* _WHAT IS BEING ASKED_: Convert every line of the entries below into a numbered list, one item per line, skipping blank lines and omitting the pictures.

• • •

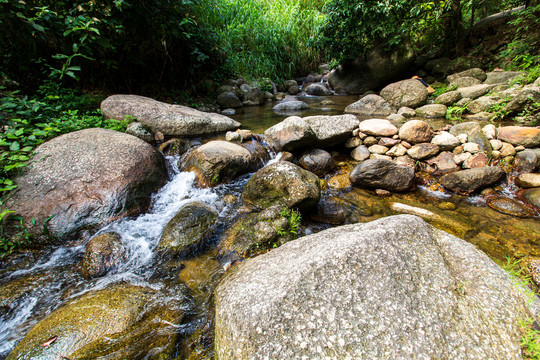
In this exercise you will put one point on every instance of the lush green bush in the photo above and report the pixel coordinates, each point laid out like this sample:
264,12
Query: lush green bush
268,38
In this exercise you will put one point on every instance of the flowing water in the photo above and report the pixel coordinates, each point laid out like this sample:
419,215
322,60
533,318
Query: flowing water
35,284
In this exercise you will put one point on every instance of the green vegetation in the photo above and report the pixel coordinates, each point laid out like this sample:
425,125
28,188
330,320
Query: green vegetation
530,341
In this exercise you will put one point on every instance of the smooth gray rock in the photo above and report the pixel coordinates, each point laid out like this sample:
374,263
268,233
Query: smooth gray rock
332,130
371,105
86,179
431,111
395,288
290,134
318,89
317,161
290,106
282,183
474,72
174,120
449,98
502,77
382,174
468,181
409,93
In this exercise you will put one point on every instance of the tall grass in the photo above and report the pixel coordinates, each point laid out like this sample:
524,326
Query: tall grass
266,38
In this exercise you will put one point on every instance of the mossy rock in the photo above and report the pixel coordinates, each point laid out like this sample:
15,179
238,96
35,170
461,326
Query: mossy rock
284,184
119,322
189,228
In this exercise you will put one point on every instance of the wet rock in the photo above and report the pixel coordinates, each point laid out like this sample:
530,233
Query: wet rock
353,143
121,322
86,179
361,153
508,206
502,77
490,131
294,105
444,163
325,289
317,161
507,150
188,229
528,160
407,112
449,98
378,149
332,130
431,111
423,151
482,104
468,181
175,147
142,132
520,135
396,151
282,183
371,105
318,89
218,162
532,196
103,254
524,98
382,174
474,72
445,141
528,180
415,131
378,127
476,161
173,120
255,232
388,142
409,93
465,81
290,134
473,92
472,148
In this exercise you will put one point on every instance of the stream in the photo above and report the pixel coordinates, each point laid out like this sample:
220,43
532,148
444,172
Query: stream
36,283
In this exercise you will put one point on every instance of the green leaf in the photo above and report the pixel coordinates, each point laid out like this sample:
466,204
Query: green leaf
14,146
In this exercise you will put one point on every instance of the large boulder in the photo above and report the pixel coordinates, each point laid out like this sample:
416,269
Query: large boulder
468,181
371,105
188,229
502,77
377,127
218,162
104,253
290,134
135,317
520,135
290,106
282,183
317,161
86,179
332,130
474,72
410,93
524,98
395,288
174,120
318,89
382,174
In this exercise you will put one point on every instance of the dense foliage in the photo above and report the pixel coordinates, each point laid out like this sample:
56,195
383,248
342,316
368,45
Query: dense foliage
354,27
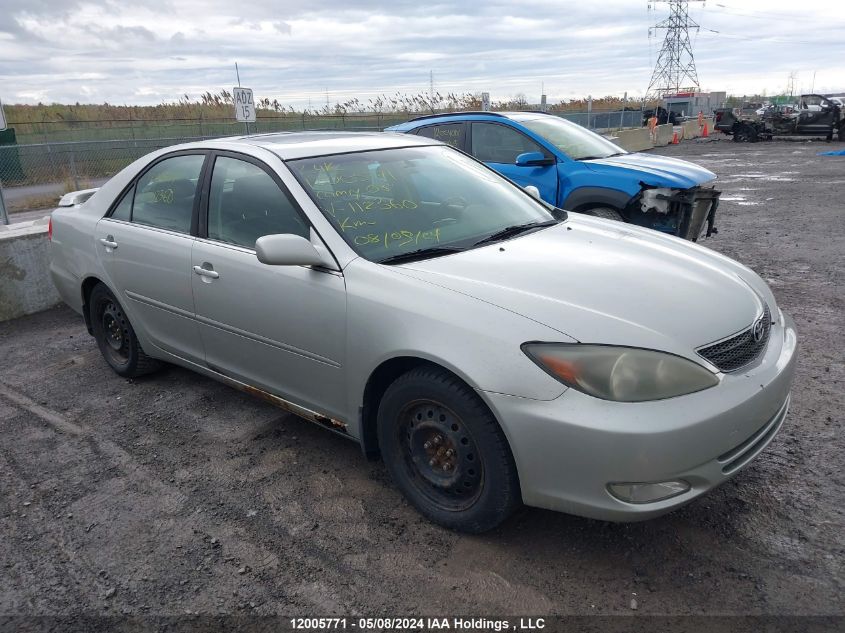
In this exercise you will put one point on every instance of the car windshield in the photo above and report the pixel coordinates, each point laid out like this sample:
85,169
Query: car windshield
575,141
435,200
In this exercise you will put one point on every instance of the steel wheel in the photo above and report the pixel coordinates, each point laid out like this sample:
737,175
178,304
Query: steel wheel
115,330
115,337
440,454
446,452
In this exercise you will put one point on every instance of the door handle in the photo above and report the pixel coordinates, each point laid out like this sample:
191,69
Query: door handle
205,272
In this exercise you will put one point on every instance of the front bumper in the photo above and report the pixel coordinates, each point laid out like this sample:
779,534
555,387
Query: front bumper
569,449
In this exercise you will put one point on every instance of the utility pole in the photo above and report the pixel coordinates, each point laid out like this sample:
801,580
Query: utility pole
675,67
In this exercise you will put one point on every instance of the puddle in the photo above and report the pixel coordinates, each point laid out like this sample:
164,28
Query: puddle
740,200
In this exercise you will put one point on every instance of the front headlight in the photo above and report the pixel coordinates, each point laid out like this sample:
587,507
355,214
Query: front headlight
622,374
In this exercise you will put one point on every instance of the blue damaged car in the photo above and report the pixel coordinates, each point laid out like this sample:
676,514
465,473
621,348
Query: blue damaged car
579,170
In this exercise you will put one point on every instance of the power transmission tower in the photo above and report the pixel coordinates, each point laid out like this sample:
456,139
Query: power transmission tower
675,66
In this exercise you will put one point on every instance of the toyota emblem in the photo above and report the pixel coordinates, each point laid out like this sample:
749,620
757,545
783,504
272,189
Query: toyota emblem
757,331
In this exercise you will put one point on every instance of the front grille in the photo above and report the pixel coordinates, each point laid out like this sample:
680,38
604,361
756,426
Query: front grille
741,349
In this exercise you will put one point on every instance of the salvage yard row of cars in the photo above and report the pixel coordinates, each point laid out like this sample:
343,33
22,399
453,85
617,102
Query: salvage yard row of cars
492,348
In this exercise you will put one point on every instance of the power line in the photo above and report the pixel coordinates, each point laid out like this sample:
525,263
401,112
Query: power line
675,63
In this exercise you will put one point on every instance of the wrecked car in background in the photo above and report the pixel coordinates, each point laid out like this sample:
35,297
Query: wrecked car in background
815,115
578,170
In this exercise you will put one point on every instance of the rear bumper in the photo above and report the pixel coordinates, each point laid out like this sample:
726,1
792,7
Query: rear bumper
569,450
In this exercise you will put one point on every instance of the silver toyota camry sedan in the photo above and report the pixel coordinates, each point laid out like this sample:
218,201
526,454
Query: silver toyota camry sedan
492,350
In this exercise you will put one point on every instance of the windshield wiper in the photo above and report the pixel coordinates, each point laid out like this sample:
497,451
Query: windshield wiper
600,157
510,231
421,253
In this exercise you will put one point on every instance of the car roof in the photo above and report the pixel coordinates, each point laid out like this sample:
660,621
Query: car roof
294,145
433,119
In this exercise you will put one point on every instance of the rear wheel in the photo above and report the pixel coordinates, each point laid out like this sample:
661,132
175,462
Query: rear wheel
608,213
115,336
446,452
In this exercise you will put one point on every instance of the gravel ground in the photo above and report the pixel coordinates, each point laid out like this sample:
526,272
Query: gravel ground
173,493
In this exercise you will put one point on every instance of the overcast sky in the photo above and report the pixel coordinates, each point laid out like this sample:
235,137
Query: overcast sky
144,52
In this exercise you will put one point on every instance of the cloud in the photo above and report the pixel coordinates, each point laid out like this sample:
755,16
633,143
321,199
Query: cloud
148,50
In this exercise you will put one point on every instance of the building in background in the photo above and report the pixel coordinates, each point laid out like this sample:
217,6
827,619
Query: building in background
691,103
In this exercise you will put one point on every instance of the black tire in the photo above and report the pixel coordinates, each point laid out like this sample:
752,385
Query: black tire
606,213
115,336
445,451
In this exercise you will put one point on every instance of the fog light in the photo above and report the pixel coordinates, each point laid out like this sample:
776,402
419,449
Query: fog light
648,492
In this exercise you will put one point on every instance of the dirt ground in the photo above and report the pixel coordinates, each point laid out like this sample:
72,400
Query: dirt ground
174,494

• • •

* _WRITTEN SOLUTION_:
1. In this exercise you will put one point on every instance of the lush green bush in the photo above and report the pixel coordinates, each point laid out like this sample:
2. 264,12
3. Query: lush green bush
4. 268,38
5. In this exercise you will put one point on every instance of the flowing water in the photo above and report the pixel coordinates, each point laid out like this sample:
6. 419,215
7. 322,60
8. 533,318
9. Query: flowing water
10. 35,284
11. In this exercise you will put one point on every instance of the green vegetation in the photo above and report the pixel coordinates, each point laid out like this sample:
12. 425,125
13. 28,188
14. 330,320
15. Query: green vegetation
16. 530,341
17. In this exercise you will put one point on every instance of the smooth gray rock in the photo above and report the pixel coordinates, each point laid out like this sample:
18. 374,263
19. 268,233
20. Query: smooth gray rock
21. 332,130
22. 371,105
23. 86,179
24. 431,111
25. 395,288
26. 290,134
27. 318,89
28. 317,161
29. 290,106
30. 282,183
31. 474,72
32. 174,120
33. 449,98
34. 502,77
35. 382,174
36. 468,181
37. 409,93
38. In this exercise you will put one point on every instance of the tall grass in the photo above and report the pixel coordinates, each point laid out like this sample:
39. 524,326
40. Query: tall grass
41. 266,38
42. In this exercise you will put one point on every instance of the mossy rock in the photo above and report the pixel coordinates, each point laid out like this sample:
43. 15,179
44. 238,96
45. 35,170
46. 461,326
47. Query: mossy rock
48. 284,184
49. 119,322
50. 189,228
51. In this exercise you will put one point on every instance of the wet rock in the photo above and report the pixel coordinates, each point laid out like this sample:
52. 530,233
53. Query: wet rock
54. 353,143
55. 121,322
56. 86,179
57. 361,153
58. 508,206
59. 502,77
60. 490,131
61. 294,105
62. 444,163
63. 325,289
64. 317,161
65. 507,150
66. 188,229
67. 528,160
68. 407,112
69. 449,98
70. 378,149
71. 332,130
72. 431,111
73. 423,151
74. 482,104
75. 468,181
76. 175,147
77. 142,132
78. 520,135
79. 396,151
80. 282,183
81. 371,105
82. 318,89
83. 218,162
84. 532,196
85. 103,254
86. 524,98
87. 382,174
88. 474,72
89. 445,141
90. 528,180
91. 415,131
92. 378,127
93. 476,161
94. 173,120
95. 255,232
96. 388,142
97. 409,93
98. 465,81
99. 290,134
100. 473,92
101. 472,148
102. In this exercise you will put one point on every instance of the stream in the photo above and report the pixel coordinates, each point laid out like this sample:
103. 220,43
104. 532,148
105. 444,172
106. Query: stream
107. 36,283
108. In this exercise you will put one point on every instance of the green leaf in the photo above and report the pixel coordinates, each point laid out like this sample:
109. 466,204
110. Query: green leaf
111. 14,146
112. In this exercise you will put one point on every instance of the large boulder in the photo above and report the pixel coordinates, each point laid out like this sample:
113. 416,269
114. Query: large boulder
115. 468,181
116. 371,105
117. 188,229
118. 502,77
119. 377,127
120. 218,162
121. 104,253
122. 290,134
123. 135,317
124. 520,135
125. 290,106
126. 282,183
127. 317,161
128. 86,179
129. 332,130
130. 474,72
131. 410,93
132. 524,98
133. 395,288
134. 174,120
135. 318,89
136. 382,174
137. In this exercise you will put one point on every instance of the dense foliage in the photo above and report the pixel coordinates, each point laid out like this sample:
138. 56,195
139. 383,248
140. 342,316
141. 368,45
142. Query: dense foliage
143. 354,27
144. In this exercise you will put one point on every instance of the car windshield in the photo above and report the pixel coordinates, each point laid out like this sample:
145. 85,169
146. Query: car windshield
147. 575,141
148. 435,200
149. In this exercise you will put one point on every instance of the steel wheel in the photo above and report the pixel coordinates, each point laid out like this sample:
150. 737,175
151. 178,304
152. Query: steel wheel
153. 115,330
154. 115,337
155. 440,454
156. 446,452
157. In this exercise you will put one point on every instance of the door handle in the photo above and report the pixel coordinates, each point laid out like this sample:
158. 191,69
159. Query: door handle
160. 205,272
161. In this exercise you will put one point on every instance of the front bumper in the photo above and report the pixel coordinates, each point laid out like this sample:
162. 779,534
163. 555,387
164. Query: front bumper
165. 569,449
166. In this exercise you will put one point on every instance of the utility pole in the photo above and report the pixel coordinates, each point laid out like this sample:
167. 801,580
168. Query: utility pole
169. 675,67
170. In this exercise you will put one point on every instance of the puddle in the photo above and report the pixel coordinates, each point laid out like this sample:
171. 164,28
172. Query: puddle
173. 740,200
174. In this exercise you will put one point on every instance of the front headlight in the photo above and report the pixel coordinates, each point laid out like this sample:
175. 587,507
176. 355,214
177. Query: front headlight
178. 622,374
179. In this exercise you will put one point on every instance of the blue damaged car in the photo above and report the pixel coordinates, each point laid out like this sample:
180. 676,514
181. 465,473
182. 621,348
183. Query: blue damaged car
184. 579,170
185. In this exercise you will put one point on every instance of the power transmission tower in the photo above and report the pixel coordinates, each point laid out like this sample:
186. 456,139
187. Query: power transmission tower
188. 675,66
189. In this exercise you will put one point on every instance of the toyota emblem in the photo above and report the pixel coordinates, each point laid out like this sample:
190. 749,620
191. 757,545
192. 783,504
193. 272,189
194. Query: toyota emblem
195. 757,331
196. In this exercise you will put one point on every instance of the front grille in the photo above and report the pixel coordinates, each point laid out like this sample:
197. 680,38
198. 604,361
199. 756,426
200. Query: front grille
201. 741,349
202. In this exercise you will put one point on every instance of the salvage yard row of cars in the photo above and report the pixel coordinates, each point laid out like this sample:
203. 343,33
204. 22,399
205. 453,85
206. 617,102
207. Query: salvage yard row of cars
208. 492,348
209. In this exercise you will put one point on every instance of the power line in the photo above and report the pixel coordinates, each point laid out like this sample:
210. 525,263
211. 401,112
212. Query: power line
213. 675,63
214. In this exercise you will put one point on every instance of the wrecked car in background in the photo above and report the pixel coordinates, each point laid out like this sample:
215. 35,297
216. Query: wrecked car in background
217. 815,115
218. 578,170
219. In this exercise you will put one point on every instance of the rear bumper in the photo above and report the pixel coordinates, each point laid out like this sample:
220. 726,1
221. 792,7
222. Query: rear bumper
223. 569,450
224. In this exercise you will put one point on every instance of the silver toyota camry sedan in the photo above and report the pixel coordinates, each point laid out like this sample:
225. 218,201
226. 526,454
227. Query: silver toyota camry sedan
228. 492,350
229. In this exercise you will put one point on every instance of the windshield wiper in the photo above and report the pixel coordinates, each point laid out like this sample:
230. 497,451
231. Query: windshield wiper
232. 600,157
233. 510,231
234. 421,253
235. In this exercise you will put one point on every instance of the car roof in the photo above and report the pixel coordinates, each point laid out like this sample:
236. 660,621
237. Query: car roof
238. 294,145
239. 433,119
240. In this exercise you will put one point on every instance of the rear wheel in the photo above and report the pixel coordinates, each point laid out like this sample:
241. 661,132
242. 175,462
243. Query: rear wheel
244. 608,213
245. 115,336
246. 446,452
247. In this exercise you will put one point on every instance of the gravel ground in the photo above and report the pixel coordinates, each point laid out like this sample:
248. 526,272
249. Query: gravel ground
250. 173,493
251. In this exercise you will put one point on every instance of the overcast sky in the photo above and report the pixel coordinates, each point laid out like this sample:
252. 235,137
253. Query: overcast sky
254. 144,52
255. In this exercise you will put one point on every instance of the cloud in the photo above and report the pixel coordinates, each point laid out like this sample:
256. 755,16
257. 633,143
258. 321,199
259. Query: cloud
260. 148,50
261. In this exercise you will put one point on every instance of the building in background in the photo above and report the pixel coordinates, each point laid out like this sample:
262. 217,6
263. 827,619
264. Query: building in background
265. 691,103
266. In this exercise you will put one point on every instance of the black tire in the photo above and report the pixel coordinates, each point laid out like this sample:
267. 752,385
268. Query: black tire
269. 606,213
270. 115,336
271. 445,451
272. In this exercise you will put one point on every instance of the fog light in the photo above and report the pixel coordinates, each point laid out like this sample:
273. 776,402
274. 419,449
275. Query: fog light
276. 648,492
277. In this exercise you will put one point on every instance of the dirt ground in the photo above and report the pixel coordinates, each point laid out like this sample:
278. 72,400
279. Query: dirt ground
280. 174,494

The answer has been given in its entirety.